# [Assignment]
Down to the last line, restate the listing below exactly.

---------- Provided data ----------

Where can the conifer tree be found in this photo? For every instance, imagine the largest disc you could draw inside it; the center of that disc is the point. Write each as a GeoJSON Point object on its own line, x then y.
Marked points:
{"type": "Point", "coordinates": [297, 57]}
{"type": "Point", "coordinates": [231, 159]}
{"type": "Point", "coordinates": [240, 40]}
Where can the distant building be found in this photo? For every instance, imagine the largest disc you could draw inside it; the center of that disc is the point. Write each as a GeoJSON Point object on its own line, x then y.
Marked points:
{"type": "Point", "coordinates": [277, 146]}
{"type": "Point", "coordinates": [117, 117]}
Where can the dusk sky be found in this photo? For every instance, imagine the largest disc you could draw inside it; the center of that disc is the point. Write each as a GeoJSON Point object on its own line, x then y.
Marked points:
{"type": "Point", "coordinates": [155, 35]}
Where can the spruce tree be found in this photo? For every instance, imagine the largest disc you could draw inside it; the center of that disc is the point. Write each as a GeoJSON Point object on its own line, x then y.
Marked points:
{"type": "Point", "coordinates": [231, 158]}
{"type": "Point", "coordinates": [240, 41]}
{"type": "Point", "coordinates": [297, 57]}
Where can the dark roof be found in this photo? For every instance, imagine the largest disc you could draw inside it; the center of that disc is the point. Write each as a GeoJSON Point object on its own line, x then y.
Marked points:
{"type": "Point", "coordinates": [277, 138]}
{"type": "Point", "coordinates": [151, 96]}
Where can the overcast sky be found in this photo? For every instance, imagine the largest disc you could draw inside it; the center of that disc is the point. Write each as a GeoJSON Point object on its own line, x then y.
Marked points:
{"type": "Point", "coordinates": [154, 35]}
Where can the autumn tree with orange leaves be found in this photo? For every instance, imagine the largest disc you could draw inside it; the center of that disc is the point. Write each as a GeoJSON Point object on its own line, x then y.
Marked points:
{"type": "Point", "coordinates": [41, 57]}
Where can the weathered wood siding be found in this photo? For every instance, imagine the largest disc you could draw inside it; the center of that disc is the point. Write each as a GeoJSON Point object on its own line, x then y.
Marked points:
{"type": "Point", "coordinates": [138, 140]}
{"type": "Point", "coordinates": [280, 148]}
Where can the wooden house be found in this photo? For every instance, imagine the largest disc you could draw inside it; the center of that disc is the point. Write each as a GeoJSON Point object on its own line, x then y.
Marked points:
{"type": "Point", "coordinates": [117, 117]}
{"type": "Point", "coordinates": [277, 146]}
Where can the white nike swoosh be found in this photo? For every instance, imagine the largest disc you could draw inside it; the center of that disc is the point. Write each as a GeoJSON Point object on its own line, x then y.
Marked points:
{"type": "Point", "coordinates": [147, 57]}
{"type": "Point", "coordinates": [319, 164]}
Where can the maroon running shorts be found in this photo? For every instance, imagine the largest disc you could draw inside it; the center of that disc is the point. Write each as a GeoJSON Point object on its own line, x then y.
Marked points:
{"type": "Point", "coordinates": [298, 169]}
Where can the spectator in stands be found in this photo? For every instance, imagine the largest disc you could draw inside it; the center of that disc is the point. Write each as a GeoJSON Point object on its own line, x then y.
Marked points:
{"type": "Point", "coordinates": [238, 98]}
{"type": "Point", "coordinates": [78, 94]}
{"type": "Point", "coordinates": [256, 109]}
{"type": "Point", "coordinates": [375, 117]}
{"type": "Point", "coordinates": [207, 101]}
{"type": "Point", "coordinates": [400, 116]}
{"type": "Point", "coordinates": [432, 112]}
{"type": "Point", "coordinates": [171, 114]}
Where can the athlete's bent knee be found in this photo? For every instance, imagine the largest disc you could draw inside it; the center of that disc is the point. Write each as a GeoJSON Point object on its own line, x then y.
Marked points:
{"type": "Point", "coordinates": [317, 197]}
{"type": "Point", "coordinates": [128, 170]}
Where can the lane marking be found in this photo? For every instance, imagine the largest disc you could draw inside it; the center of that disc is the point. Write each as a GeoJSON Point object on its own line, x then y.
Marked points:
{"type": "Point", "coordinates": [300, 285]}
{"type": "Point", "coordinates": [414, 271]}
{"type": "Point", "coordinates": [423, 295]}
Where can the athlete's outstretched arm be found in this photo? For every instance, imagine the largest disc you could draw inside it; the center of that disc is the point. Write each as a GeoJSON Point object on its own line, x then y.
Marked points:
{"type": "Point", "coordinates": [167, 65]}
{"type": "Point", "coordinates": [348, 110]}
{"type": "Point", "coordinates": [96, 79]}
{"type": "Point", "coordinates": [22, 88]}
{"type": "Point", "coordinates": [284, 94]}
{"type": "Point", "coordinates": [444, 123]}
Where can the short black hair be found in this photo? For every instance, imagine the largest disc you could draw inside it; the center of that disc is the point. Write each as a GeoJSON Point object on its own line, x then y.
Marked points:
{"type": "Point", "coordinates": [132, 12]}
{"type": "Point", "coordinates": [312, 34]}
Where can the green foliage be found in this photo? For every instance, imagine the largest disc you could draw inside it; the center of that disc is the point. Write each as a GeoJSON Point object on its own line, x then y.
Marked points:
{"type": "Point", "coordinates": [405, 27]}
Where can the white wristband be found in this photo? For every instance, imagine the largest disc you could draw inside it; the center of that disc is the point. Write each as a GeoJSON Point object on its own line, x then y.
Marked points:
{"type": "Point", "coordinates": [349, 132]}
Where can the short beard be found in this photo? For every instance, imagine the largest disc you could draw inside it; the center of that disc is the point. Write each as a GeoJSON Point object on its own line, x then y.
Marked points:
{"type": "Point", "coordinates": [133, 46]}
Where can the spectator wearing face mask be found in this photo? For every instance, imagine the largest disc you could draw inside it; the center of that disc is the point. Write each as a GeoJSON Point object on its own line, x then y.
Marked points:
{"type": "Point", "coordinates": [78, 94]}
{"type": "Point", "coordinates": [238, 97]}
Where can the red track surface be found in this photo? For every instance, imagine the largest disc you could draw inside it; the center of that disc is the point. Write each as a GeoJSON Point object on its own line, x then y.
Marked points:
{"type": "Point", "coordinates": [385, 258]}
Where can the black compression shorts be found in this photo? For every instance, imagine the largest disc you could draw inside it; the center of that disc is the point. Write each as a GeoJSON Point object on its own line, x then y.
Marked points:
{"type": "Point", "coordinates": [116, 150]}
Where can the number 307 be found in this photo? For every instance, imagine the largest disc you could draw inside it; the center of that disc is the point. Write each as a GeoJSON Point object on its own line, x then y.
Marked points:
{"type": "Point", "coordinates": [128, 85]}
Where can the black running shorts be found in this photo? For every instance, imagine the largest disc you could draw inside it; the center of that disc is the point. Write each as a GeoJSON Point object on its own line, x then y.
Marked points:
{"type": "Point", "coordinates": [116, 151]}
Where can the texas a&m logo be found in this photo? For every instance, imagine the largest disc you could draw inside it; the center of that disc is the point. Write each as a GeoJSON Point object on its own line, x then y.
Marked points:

----------

# [Solution]
Where can the conifer tree be found in this photo? For every instance, imagine the largest disc you could draw inside it; the center of that disc is the point. Write each as a GeoJSON Point object on its own line, x then y.
Marked points:
{"type": "Point", "coordinates": [297, 57]}
{"type": "Point", "coordinates": [231, 159]}
{"type": "Point", "coordinates": [240, 40]}
Where can the distant building be found in this photo? For every instance, imagine the largest disc you could draw inside it; the center of that disc is the point. Write each as a GeoJSON Point object on its own line, x then y.
Marked points:
{"type": "Point", "coordinates": [277, 146]}
{"type": "Point", "coordinates": [117, 117]}
Where can the dusk sky be found in this photo? For every instance, imagine the largest disc you could draw inside it; the center of that disc is the point. Write each as a GeoJSON Point object on its own line, x then y.
Marked points:
{"type": "Point", "coordinates": [155, 35]}
Where can the spruce tree be found in this photo? For every instance, imagine the largest disc you could draw inside it; the center of that disc is the point. Write each as a GeoJSON Point object on its own line, x then y.
Marked points:
{"type": "Point", "coordinates": [231, 158]}
{"type": "Point", "coordinates": [240, 41]}
{"type": "Point", "coordinates": [297, 57]}
Where can the dark roof be found in this photo? For every instance, imagine the largest disc you could draw inside it; the center of that disc is the point. Write each as a GeoJSON Point object on its own line, x then y.
Marked points:
{"type": "Point", "coordinates": [277, 138]}
{"type": "Point", "coordinates": [151, 96]}
Where can the overcast sky be found in this photo? For every instance, imagine the largest disc you could draw inside it; the center of that disc is the point. Write each as a GeoJSON Point object on its own line, x then y.
Marked points:
{"type": "Point", "coordinates": [154, 35]}
Where can the autumn tree with orange leaves be found in this photo? For every instance, imagine the largest disc you could draw inside it; the center of that disc is the point. Write each as a GeoJSON Point object on its own line, x then y.
Marked points:
{"type": "Point", "coordinates": [41, 57]}
Where can the weathered wood siding be found in this photo? For every instance, imagine the largest disc you could draw inside it; the center of that disc is the point. Write each as a GeoJSON Point object on its own line, x then y.
Marked points:
{"type": "Point", "coordinates": [138, 140]}
{"type": "Point", "coordinates": [280, 148]}
Where can the wooden house be found in this photo? For every instance, imagine the largest disc you could draw inside it; the center of that disc is the point. Write each as a GeoJSON Point object on its own line, x then y.
Marked points:
{"type": "Point", "coordinates": [117, 117]}
{"type": "Point", "coordinates": [277, 146]}
Where can the white nike swoosh be found in this photo? For every instance, imagine the largest disc you could draw inside it; the center of that disc is the point. Write each as a GeoJSON Point object on its own line, x then y.
Marked points:
{"type": "Point", "coordinates": [147, 57]}
{"type": "Point", "coordinates": [319, 164]}
Where can the maroon running shorts be found in this photo? For every instance, imagine the largest disc you could draw inside it; the center of that disc is the point. Write each as a GeoJSON Point object on its own line, x then y.
Marked points:
{"type": "Point", "coordinates": [298, 169]}
Where can the spectator in stands be found in this photo? For every instance, imagine the largest disc you could draw inside it; the center of that disc is the point. Write each as a GeoJSON Point object on its own line, x then y.
Marked points:
{"type": "Point", "coordinates": [238, 98]}
{"type": "Point", "coordinates": [78, 94]}
{"type": "Point", "coordinates": [256, 109]}
{"type": "Point", "coordinates": [375, 117]}
{"type": "Point", "coordinates": [207, 101]}
{"type": "Point", "coordinates": [400, 116]}
{"type": "Point", "coordinates": [432, 112]}
{"type": "Point", "coordinates": [171, 114]}
Where can the athlete's bent knee be found in this photo? For every instance, imagine the largest disc you could draw inside it; the center of that disc is the point. Write each as a GeoJSON Point object on its own line, x then y.
Marked points:
{"type": "Point", "coordinates": [317, 197]}
{"type": "Point", "coordinates": [128, 170]}
Where can the lane marking be found in this photo? For every instance, imagine the largest disc you could draw inside it; the center of that disc is the point. Write each as a GeoJSON Point object on its own line, x then y.
Marked points:
{"type": "Point", "coordinates": [300, 285]}
{"type": "Point", "coordinates": [414, 271]}
{"type": "Point", "coordinates": [423, 295]}
Where can the athlete's outstretched arm be found in this photo? For every instance, imagine the largest disc you could draw inside it; the center of that disc is the point. Write each as a GeoJSON Point object on its own line, x then y.
Marked points:
{"type": "Point", "coordinates": [167, 65]}
{"type": "Point", "coordinates": [348, 110]}
{"type": "Point", "coordinates": [96, 79]}
{"type": "Point", "coordinates": [22, 88]}
{"type": "Point", "coordinates": [284, 94]}
{"type": "Point", "coordinates": [444, 123]}
Where can the short black hair be found in this photo? For every instance, imagine the largest disc you could draw inside it; the center of that disc is the point. Write each as a GeoJSON Point object on its own line, x then y.
Marked points:
{"type": "Point", "coordinates": [132, 12]}
{"type": "Point", "coordinates": [312, 34]}
Where can the green foliage be found in this photo? For every instance, imagine the largest disc you could draw inside it; the center of that disc is the point. Write each as a GeoJSON Point object on its own line, x then y.
Marked points:
{"type": "Point", "coordinates": [405, 27]}
Where can the white wristband be found in this photo? For every instance, imagine the largest disc you could draw inside it; the center of that disc is the point. Write each as a GeoJSON Point object on its own line, x then y.
Marked points:
{"type": "Point", "coordinates": [349, 132]}
Where can the short beard be found in this photo? For every instance, imagine the largest disc you could draw inside it; the center of that disc is the point. Write each as a GeoJSON Point object on its own line, x then y.
Marked points:
{"type": "Point", "coordinates": [133, 46]}
Where can the spectator wearing face mask be found in this photo? For every instance, imagine the largest disc you could draw inside it; the center of that disc is the point. Write each as a GeoJSON Point object on its own line, x then y.
Marked points:
{"type": "Point", "coordinates": [78, 94]}
{"type": "Point", "coordinates": [238, 97]}
Where can the red track surface be found in this photo? For every instance, imagine the largest disc you could draw inside it; the center of that disc is the point. Write each as a GeoJSON Point object on its own line, x then y.
Marked points:
{"type": "Point", "coordinates": [385, 258]}
Where can the black compression shorts be found in this photo? For every instance, imagine the largest disc you could draw inside it; the center of that disc is the point. Write each as a GeoJSON Point object on its own line, x then y.
Marked points:
{"type": "Point", "coordinates": [116, 150]}
Where can the number 307 be found in this photo? For every instance, imagine the largest disc you could draw inside it; the center of that disc is the point. Write each as a GeoJSON Point object on its own line, x then y.
Marked points:
{"type": "Point", "coordinates": [128, 85]}
Where can the black running shorts be found in this photo? For every instance, imagine the largest disc you could draw inside it; the center of that disc is the point. Write each as a GeoJSON Point object on its own line, x then y.
Marked points:
{"type": "Point", "coordinates": [116, 151]}
Where can the texas a&m logo be found in this photo? For every instance, imagine the largest disc you could draw inside it; the center of that disc is the point. Write each as a GeoJSON Point object on its own line, x then y.
Marked points:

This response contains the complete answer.